• **ABOUT THIS EXERCISE**: Only the pictures should be dropped; copy the rest of the entries exactly.

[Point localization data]

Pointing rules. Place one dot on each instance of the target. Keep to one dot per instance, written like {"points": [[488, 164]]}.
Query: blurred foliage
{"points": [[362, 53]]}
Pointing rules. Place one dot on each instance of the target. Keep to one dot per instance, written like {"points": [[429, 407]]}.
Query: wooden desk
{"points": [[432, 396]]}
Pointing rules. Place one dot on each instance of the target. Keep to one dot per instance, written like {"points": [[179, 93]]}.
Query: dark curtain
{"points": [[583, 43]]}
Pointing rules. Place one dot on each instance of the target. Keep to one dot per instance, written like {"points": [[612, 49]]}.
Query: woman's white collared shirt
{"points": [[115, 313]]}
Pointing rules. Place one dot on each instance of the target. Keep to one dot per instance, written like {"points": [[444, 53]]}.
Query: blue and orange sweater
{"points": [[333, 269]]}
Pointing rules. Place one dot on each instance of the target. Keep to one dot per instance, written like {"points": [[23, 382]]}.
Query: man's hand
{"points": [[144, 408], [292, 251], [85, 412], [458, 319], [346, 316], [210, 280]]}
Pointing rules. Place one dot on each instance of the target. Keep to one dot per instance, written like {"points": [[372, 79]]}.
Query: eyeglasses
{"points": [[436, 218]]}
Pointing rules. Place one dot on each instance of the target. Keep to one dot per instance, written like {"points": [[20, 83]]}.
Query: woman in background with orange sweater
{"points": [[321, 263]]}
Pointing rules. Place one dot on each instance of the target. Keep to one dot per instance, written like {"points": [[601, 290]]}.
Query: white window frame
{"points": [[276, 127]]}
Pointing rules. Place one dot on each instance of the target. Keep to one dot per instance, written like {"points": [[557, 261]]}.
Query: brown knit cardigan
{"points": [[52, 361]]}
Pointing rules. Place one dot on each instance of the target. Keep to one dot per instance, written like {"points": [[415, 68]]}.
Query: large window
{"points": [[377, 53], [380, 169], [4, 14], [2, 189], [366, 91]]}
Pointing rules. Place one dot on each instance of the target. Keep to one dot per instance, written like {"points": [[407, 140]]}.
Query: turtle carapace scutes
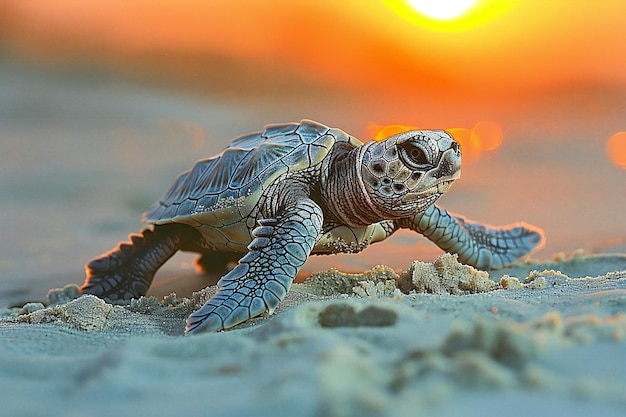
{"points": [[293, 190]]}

• **SOLVED EXERCISE**:
Pointing rules. Place one dot on each instance of the target. Keep to one dot per instance, written like {"points": [[488, 164]]}.
Query: blurred foliage
{"points": [[362, 53]]}
Pointing rules. Place one dot on each instance of the target. Keep to one dot per instance, written like {"points": [[429, 407]]}.
Query: wooden desk
{"points": [[432, 396]]}
Pointing rules. Place one dot on each instance of the target. Keep to one dot per instance, written like {"points": [[179, 93]]}.
Query: dark curtain
{"points": [[583, 43]]}
Pointing rules. Place one dot on each instance of the target. Keep to one dot per instance, written like {"points": [[612, 49]]}.
Query: woman's white collared shirt
{"points": [[115, 313]]}
Pointing rules. Place one dot on each instance of the target. Keep to one dot per instance, written like {"points": [[444, 53]]}.
Query: blue and orange sweater
{"points": [[333, 269]]}
Pointing rules. Place one dot on each instance of the target. Keep to one dot per instance, written like {"points": [[23, 382]]}.
Query: man's hand
{"points": [[144, 408], [292, 251], [85, 412], [458, 319], [346, 316], [210, 280]]}
Pointing rules. Place one dot on each instance of the target. Keep to one dot per instance, written like {"points": [[372, 79]]}.
Query: eyeglasses
{"points": [[436, 218]]}
Pointing rules. Place one dot on each instance of the target. Keep to one dot per instance, written like {"points": [[20, 83]]}.
Query: woman in background with orange sweater
{"points": [[321, 263]]}
Pointing rules. Place one dot on each instance of the target. Keep to one dot per instance, written like {"points": [[601, 290]]}.
Query: white window frame
{"points": [[276, 127]]}
Pointing rules. Place one dot on each instance of the target. Keep to one dot per instance, written like {"points": [[557, 261]]}.
Query: brown knit cardigan
{"points": [[52, 361]]}
Pointing rules. Place one dot on each instance of the target. Keep to one dot per instance, written like {"points": [[415, 68]]}.
Query: large window
{"points": [[377, 53], [380, 169], [4, 14], [2, 189], [366, 91]]}
Pointing rules. Place one dot on each instance of the target. Keep to one dot per instance, written like {"points": [[407, 140]]}.
Query: turtle carapace scutes
{"points": [[293, 190]]}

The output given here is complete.